- [ASSIGNMENT] Say how many lines of the entries below include "spot", giving nothing but that number.

- [EXERCISE DATA]
■ ■ ■

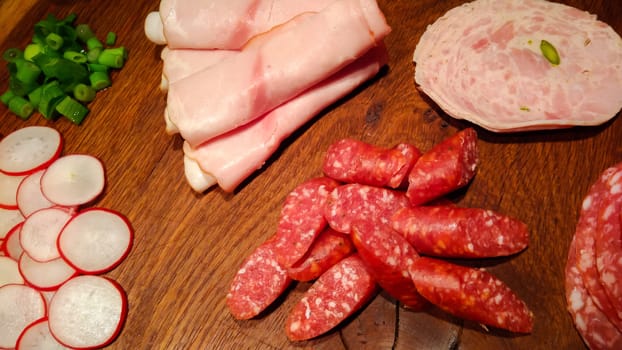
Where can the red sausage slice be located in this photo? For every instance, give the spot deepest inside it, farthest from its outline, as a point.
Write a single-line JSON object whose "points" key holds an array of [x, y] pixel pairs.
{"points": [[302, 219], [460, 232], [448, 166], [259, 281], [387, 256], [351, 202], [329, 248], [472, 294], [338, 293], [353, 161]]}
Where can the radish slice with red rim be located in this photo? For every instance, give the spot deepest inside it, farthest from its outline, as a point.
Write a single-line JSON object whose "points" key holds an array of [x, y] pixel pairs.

■ ■ ■

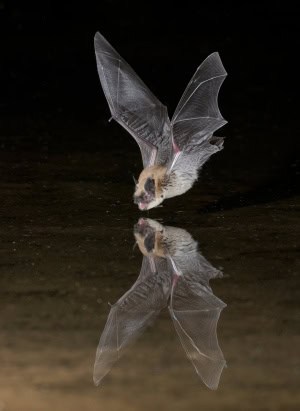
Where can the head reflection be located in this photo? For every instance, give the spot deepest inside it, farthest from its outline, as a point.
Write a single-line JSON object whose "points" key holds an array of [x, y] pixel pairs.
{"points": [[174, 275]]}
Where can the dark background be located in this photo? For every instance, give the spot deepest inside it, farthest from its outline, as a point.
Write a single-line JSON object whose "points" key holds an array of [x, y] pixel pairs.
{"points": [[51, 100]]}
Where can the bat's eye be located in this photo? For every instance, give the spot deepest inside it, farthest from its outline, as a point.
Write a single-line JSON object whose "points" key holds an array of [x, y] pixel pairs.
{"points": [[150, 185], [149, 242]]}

■ ■ ■

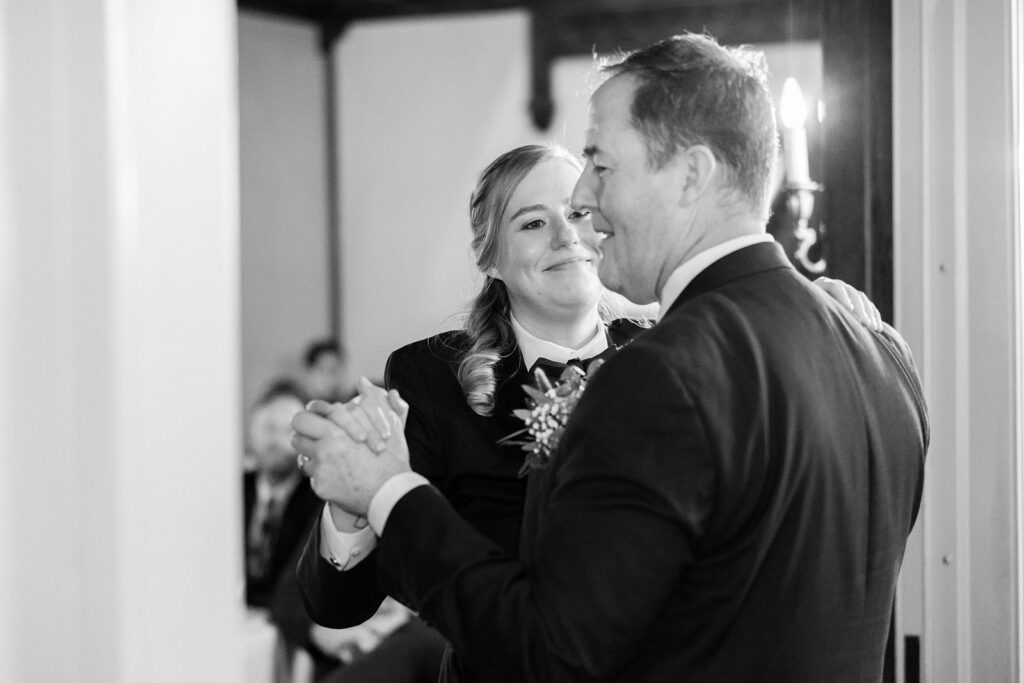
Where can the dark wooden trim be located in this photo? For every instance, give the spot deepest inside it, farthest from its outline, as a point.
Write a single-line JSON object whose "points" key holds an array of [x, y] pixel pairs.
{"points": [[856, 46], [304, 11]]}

■ ■ ■

- [SOLUTION TO THIS EXERCISE] 6